#### [MATERIAL PROVIDED]
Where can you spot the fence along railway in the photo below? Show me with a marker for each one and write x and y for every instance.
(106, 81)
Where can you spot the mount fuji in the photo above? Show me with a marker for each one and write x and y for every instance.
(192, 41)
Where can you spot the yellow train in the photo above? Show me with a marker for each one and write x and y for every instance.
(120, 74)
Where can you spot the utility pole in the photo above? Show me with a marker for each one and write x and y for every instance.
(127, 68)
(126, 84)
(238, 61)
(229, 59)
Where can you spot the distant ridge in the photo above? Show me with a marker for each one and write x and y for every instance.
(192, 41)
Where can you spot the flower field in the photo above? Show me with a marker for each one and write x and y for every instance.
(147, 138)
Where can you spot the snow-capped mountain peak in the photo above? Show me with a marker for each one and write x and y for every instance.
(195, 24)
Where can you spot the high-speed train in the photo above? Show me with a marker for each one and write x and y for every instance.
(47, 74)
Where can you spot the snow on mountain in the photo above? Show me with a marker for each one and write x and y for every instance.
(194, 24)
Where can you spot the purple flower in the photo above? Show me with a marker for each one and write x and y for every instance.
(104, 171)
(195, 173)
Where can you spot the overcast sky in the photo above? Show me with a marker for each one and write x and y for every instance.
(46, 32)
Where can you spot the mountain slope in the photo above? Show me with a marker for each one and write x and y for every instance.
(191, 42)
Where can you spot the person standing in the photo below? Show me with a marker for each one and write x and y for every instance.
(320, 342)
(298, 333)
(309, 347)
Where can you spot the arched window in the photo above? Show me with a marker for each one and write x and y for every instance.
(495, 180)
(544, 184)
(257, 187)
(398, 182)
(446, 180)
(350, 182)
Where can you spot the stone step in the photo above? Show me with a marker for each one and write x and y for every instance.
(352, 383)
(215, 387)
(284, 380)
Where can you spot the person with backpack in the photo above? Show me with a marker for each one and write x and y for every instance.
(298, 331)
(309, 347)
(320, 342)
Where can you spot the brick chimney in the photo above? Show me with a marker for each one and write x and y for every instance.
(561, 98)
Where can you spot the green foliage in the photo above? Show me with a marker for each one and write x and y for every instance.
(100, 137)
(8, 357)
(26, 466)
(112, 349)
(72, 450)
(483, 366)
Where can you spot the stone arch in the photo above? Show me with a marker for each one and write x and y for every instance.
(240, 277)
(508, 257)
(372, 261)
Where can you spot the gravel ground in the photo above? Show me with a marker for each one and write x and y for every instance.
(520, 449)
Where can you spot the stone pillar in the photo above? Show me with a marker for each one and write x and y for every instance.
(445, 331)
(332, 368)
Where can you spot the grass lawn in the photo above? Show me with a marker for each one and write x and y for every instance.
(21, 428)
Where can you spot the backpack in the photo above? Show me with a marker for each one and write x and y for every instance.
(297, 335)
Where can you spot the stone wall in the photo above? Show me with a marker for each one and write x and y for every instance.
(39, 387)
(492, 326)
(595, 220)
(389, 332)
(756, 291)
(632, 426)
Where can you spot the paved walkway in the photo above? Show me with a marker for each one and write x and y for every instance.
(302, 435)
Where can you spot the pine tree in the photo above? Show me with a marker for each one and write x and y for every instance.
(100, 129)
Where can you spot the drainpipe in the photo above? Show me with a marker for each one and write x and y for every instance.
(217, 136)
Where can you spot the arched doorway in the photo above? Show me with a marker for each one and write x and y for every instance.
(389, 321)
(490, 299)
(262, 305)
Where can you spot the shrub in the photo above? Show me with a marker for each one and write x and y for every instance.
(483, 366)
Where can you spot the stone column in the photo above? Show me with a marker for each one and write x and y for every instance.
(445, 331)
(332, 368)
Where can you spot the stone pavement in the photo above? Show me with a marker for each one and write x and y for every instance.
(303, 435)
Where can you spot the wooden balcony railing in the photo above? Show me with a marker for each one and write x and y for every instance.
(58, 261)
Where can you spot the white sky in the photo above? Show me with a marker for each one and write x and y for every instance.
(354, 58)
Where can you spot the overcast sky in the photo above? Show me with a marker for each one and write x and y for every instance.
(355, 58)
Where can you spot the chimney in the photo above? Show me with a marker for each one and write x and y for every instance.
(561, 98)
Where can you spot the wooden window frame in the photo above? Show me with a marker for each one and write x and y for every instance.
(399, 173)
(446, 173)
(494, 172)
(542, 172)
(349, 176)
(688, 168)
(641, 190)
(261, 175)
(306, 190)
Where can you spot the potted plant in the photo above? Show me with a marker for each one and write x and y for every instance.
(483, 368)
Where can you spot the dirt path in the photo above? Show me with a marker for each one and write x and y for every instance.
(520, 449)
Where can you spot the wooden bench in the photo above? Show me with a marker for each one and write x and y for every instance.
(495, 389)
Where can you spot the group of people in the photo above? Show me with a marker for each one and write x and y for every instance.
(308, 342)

#### [SET EXERCISE]
Copy out all of the lines above, character for character, without changing anything.

#### [SOLVED PROBLEM]
Where can you spot the fence along railway in the photo below? Show me with a marker for each one and write x and y for every instance.
(106, 81)
Where can you spot the mount fuji in the photo above? Show me with a marker for each one and write x and y for every instance.
(192, 41)
Where can you spot the yellow train in the photo above? Show me with a marker for each one and write x and y for every instance.
(120, 74)
Where can you spot the utility pole in the photo above? Show me with a marker for each one and write x and y for every instance.
(127, 68)
(126, 84)
(238, 61)
(229, 59)
Where can you spot the distant ridge in the photo above? Show me with a marker for each one and write x and y for every instance.
(192, 41)
Where can you spot the flower field in the photo above? Show me with a marker for each one and write x and y for every instance.
(147, 138)
Where can you spot the snow-capped mountain peak in the photo above? Show me with a marker for each one and write x and y for every instance.
(195, 24)
Where can you spot the high-speed train in the photo above? Show me with a marker for each one and write x and y for every instance.
(47, 74)
Where can you spot the snow on mountain in the photo above? Show me with a marker for each one and write x and y for every instance.
(194, 24)
Where can you spot the purple flower in the photo above? Show me with a marker for each one and write x and y for every instance.
(104, 171)
(195, 173)
Where can you spot the overcast sky in the photo above? Show me with a marker for each one and write x and y for every instance.
(46, 32)
Where can you spot the mountain slope in the photo above? Show me with a marker for each one and write x and y for every instance.
(191, 42)
Where can you spot the person standing in the photo below? Show me with a marker for each one and write x and y for every instance.
(320, 342)
(298, 333)
(309, 347)
Where can you spot the arched window in the photo above? Show me with a marker for each one and write x and y for every instance.
(495, 180)
(544, 184)
(257, 187)
(398, 182)
(446, 180)
(350, 182)
Where can you spot the stone step in the photo above? Show me with a marker for each one and write x and y for every instance.
(352, 383)
(215, 387)
(284, 380)
Where can you spot the person with backpack in the photo above? Show me with a marker for each one and write x and y for every instance.
(298, 331)
(309, 347)
(320, 342)
Where can you spot the brick chimney in the photo above? Show me with a marker for each one and write x and y for every instance.
(561, 98)
Where can you spot the green foliage in the photo above? Show me with a marker for each one and write x and y for every instance.
(100, 137)
(8, 357)
(26, 466)
(112, 349)
(72, 450)
(483, 366)
Where can you spot the stone arch in the photo above? Show me with a marker for each one and write x and y for every instance.
(240, 277)
(508, 257)
(372, 261)
Where can you spot the gravel ground in the photo above? Show me with a marker for each one and write x and y for every instance.
(520, 449)
Where can you spot the stone pillar in the photo above? Show me with a marker for each one and write x and y for every instance.
(445, 331)
(332, 368)
Where can you spot the grass lawn in the photo above? Show me with a marker for each one and write x and y for every instance.
(21, 428)
Where can you spot the backpack in the photo above? Show me with a marker for each one and write x and y for every instance.
(297, 335)
Where can you spot the stone wall in the photo above? Show me with a marker for each one and write x and y for every instance.
(39, 387)
(492, 326)
(595, 220)
(389, 332)
(756, 291)
(632, 426)
Where can you spot the paved walkway in the photo above? Show me with a marker for each one and write x and y for every instance.
(302, 435)
Where can you spot the pine tree in the photo above? Show me with a marker for each one and write x and y for every instance.
(100, 129)
Where can you spot the drainpipe in the photo above? Show me with a marker for each one and write x and y for every instance.
(217, 136)
Where can you spot the arched doorway in the photo above? Show me with a marker for each one and write x and y for every instance.
(389, 321)
(490, 299)
(262, 305)
Where can you spot the shrub in the photo above? Show me with a marker for each one and write x and y for every instance.
(483, 366)
Where can you spot the stone column in the photo above? Show me with a marker for each one and write x and y for every instance.
(445, 331)
(332, 368)
Where can you spot the stone pavement in the photo above? Show me with a marker for each one and write x and y for every instance.
(303, 435)
Where can you spot the wooden balcony railing in the photo above? Show me with a marker for each one and write x and y for every instance.
(58, 261)
Where can you spot the white sky in the photo above? Show me with a marker for each one and write x and y for every instance.
(354, 58)
Where can you spot the overcast sky in the photo above? Show me with a marker for each one and write x and y for every instance.
(355, 58)
Where can you spot the chimney in the photo above? Show me with a marker for each one and write x and y for every instance.
(561, 98)
Where can you spot the wooden window frame in the photo above? Show me with a marker for each one and write x and y for every instance.
(399, 173)
(446, 173)
(494, 172)
(542, 172)
(349, 176)
(688, 168)
(641, 190)
(261, 175)
(306, 190)
Where can you spot the potted plant in the photo above? Show me with a marker for each one and write x and y for every instance.
(483, 368)
Where can you spot the dirt path in the photo above? Show me with a marker for each one and write x and y for every instance.
(520, 449)
Where can you spot the wooden bench in the photo above? Show me with a marker for each one and write x and y for every instance.
(495, 389)
Where can you spot the group of people in the photo above? Show me with a marker for each one and write x and y for every instance.
(308, 342)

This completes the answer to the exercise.